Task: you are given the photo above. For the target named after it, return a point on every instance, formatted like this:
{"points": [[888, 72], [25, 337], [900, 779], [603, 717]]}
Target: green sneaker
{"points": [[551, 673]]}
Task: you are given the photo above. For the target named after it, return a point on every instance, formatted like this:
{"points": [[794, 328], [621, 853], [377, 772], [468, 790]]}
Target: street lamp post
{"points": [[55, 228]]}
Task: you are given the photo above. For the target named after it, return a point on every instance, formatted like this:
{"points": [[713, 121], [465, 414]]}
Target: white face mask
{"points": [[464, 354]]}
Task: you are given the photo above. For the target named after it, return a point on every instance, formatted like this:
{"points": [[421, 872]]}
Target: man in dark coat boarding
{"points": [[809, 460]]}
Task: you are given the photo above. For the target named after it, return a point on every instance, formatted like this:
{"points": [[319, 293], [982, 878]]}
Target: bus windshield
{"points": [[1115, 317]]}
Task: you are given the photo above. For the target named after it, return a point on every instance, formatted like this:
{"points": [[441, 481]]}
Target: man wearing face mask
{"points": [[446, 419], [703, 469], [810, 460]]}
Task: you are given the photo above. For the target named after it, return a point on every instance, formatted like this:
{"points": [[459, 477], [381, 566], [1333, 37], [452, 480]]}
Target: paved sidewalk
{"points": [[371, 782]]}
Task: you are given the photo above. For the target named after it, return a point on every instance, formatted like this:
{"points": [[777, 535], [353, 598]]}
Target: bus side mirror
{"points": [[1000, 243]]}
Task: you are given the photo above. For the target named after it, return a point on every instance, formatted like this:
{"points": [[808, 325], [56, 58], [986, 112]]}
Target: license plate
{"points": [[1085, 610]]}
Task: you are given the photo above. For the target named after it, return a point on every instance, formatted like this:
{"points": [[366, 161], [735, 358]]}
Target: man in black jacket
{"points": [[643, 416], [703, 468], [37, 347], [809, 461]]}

◇ ◇ ◇ ◇ ◇ ◇ ◇

WORK INSTRUCTION: Write all the entries again precisely as they were given.

ANSWER AREA:
Task: you are given the photo above. For the target named after it, return a point on every instance, formatted like this:
{"points": [[888, 72], [25, 337], [900, 779], [603, 717]]}
Target: green sneaker
{"points": [[551, 673]]}
Task: you are given the photo above. For the target named after it, return a point on every instance, formatted like this:
{"points": [[794, 328], [621, 853], [377, 772], [468, 790]]}
Target: street lamp post
{"points": [[55, 228]]}
Task: you are given the photo above. For the target named after it, return a point on every instance, formatted like this:
{"points": [[713, 121], [465, 414]]}
Target: white face mask
{"points": [[464, 354]]}
Task: you are given the photo above. For the target named after it, return a point on every instance, formatted like this:
{"points": [[421, 872]]}
Target: man in dark coat boarding
{"points": [[809, 460]]}
Task: you are given the photo above. For the target named after it, return a point on every instance, formatted like this:
{"points": [[319, 293], [982, 878]]}
Target: bus windshield
{"points": [[1115, 317]]}
Task: you are given the photo above. For the target named after it, return a point on every instance, formatted like this:
{"points": [[441, 481]]}
Target: man wearing face mask
{"points": [[446, 419], [703, 469], [810, 460]]}
Task: you are given the photo above. For the target named after it, return a point on every instance, formatted like this:
{"points": [[459, 477], [381, 566], [1333, 37], [452, 480]]}
Target: paved sidewalk
{"points": [[371, 782]]}
Task: you are given the photo above. For the target named after it, return a point on every instance, formatted like this:
{"points": [[777, 535], [353, 598]]}
Target: bus side mirror
{"points": [[1000, 243]]}
Task: you are given the photo above. For the target named after it, return a point on every instance, formatted like this:
{"points": [[808, 325], [56, 58], [986, 112]]}
Target: license plate
{"points": [[1085, 610]]}
Task: you are given the photo above. For the target named after it, return a point on every instance, formatted like this:
{"points": [[366, 161], [735, 358]]}
Target: man in black jacket
{"points": [[643, 416], [703, 468], [37, 347], [809, 461]]}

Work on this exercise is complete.